Monday, September 24, 2012

Solutions leading to un-anticipated problems


Modernization of medical records has been one of the keys elements of healthcare reform and was thought to lead to a decrease in administrative cost by decreasing inefficiencies in the way medical records were previously maintained. I didn't anticipate that electronic medical records could lead to increases in Medicare fraud and providers billing for a higher level of service than the care actually given to the patient. This New York Times article discusses the increase in billing for healthcare services and increase in Medicare fraud noted after the implementation of electronic health records. Some of this increase in billing for higher level services is driven by the relative ease with which providers can clone information from one medical record to another i.e. essentially copying one patient’s information into another patient's medical record. This practice allows certain unethical providers to bill Medicare and private insurance companies for higher level of service while actually providing the patient with a lower level of medical service. 

The other side which is not reported in this article and is often cited by hospitals and providers is that now they are billing the customers more accurately than they were prior to the introduction of medical records. The rationale being that prior to introduction of medical records, patients and insurance providers were being under billed due to errors in reporting of ICD 9 codes for diagnoses and lack of proper documentation. EMRs have made proper documentation easier and have reduced the coding errors by automation of this process, hence leading to billing which is actually a much better representation of the level of medical service provided to the patient. 

As always, the truth lies somewhere in the middle. I personally think the trend is probably more towards overbilling, with elimination of fee for service payment structure being the most logical but politically difficult solution of this problem.

Point-per-instance localization data

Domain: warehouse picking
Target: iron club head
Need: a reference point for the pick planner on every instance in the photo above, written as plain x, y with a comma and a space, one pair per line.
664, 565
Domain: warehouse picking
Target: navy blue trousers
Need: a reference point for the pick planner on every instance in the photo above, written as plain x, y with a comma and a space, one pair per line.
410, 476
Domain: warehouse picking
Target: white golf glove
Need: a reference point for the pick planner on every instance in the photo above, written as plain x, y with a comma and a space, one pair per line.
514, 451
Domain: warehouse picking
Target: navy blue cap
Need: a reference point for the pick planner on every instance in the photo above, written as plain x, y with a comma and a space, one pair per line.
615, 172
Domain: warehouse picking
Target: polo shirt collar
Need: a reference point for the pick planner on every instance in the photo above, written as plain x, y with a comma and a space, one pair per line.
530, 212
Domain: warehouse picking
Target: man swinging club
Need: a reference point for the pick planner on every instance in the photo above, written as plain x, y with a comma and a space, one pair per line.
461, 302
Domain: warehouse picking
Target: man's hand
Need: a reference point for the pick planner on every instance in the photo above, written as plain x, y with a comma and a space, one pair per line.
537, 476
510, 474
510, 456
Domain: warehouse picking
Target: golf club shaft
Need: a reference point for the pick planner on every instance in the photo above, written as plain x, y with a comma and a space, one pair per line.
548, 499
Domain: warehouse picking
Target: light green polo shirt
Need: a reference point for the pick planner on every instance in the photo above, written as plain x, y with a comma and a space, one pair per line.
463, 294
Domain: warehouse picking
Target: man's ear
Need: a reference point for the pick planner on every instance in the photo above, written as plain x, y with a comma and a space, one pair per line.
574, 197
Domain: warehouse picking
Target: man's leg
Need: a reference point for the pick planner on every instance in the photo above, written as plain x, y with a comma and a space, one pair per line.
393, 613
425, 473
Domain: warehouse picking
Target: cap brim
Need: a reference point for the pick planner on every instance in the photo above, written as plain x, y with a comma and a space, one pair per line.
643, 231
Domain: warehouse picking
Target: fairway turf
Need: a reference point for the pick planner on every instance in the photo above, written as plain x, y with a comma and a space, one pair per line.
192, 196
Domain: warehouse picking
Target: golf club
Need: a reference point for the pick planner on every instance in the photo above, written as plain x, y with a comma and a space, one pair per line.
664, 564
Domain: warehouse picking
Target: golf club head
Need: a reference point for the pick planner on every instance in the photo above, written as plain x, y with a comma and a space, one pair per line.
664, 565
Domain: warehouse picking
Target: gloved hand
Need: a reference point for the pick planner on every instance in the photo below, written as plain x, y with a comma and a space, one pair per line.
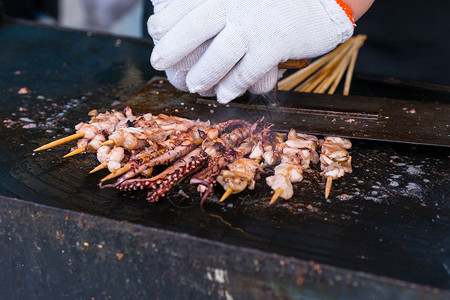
235, 45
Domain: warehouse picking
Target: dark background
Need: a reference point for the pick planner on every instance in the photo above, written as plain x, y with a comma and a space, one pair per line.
406, 39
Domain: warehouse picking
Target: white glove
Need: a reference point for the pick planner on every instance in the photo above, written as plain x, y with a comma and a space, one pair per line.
177, 73
245, 40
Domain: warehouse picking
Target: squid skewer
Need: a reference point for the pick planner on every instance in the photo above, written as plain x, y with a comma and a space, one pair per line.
297, 153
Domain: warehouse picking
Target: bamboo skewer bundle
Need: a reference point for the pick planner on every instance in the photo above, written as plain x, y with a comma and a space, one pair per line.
325, 74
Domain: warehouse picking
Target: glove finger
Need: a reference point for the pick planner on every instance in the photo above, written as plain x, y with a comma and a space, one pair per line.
177, 78
195, 28
158, 5
251, 68
266, 83
177, 74
224, 52
168, 14
209, 93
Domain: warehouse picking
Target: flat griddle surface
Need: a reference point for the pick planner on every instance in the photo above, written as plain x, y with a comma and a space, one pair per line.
390, 217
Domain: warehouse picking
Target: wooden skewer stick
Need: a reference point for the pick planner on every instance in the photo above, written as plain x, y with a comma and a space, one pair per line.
75, 152
108, 142
275, 196
98, 168
328, 69
60, 141
328, 186
290, 82
227, 194
340, 69
348, 77
116, 173
339, 73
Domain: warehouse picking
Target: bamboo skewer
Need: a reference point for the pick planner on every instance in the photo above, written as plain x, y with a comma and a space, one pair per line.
348, 78
275, 196
227, 194
108, 142
328, 186
326, 73
75, 152
60, 141
98, 168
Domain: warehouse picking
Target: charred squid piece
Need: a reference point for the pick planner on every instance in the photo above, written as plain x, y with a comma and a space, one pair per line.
138, 165
220, 154
234, 122
179, 171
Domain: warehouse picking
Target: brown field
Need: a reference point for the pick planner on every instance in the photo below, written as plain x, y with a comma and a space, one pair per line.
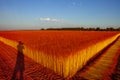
58, 55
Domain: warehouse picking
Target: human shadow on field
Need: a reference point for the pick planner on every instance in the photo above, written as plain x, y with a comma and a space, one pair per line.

COMPLETE THE FOLLOWING
[1] Reproduce the stretch of the post about electronic medical records from "The other side" through "provided to the patient.".
[2] Answer these about the post on electronic medical records:
(a) Which publication's article does the post discuss?
(b) What codes for diagnoses does the post say were reported with errors before medical records were introduced?
(c) What solution does the writer call the most logical but politically difficult one?
Rely only on the post about electronic medical records.

RESULTS IN ORDER
[1]
The other side which is not reported in this article and is often cited by hospitals and providers is that now they are billing the customers more accurately than they were prior to the introduction of medical records. The rationale being that prior to introduction of medical records, patients and insurance providers were being under billed due to errors in reporting of ICD 9 codes for diagnoses and lack of proper documentation. EMRs have made proper documentation easier and have reduced the coding errors by automation of this process, hence leading to billing which is actually a much better representation of the level of medical service provided to the patient.

[2]
(a) The New York Times
(b) ICD 9 codes
(c) Eliminating the fee for service payment structure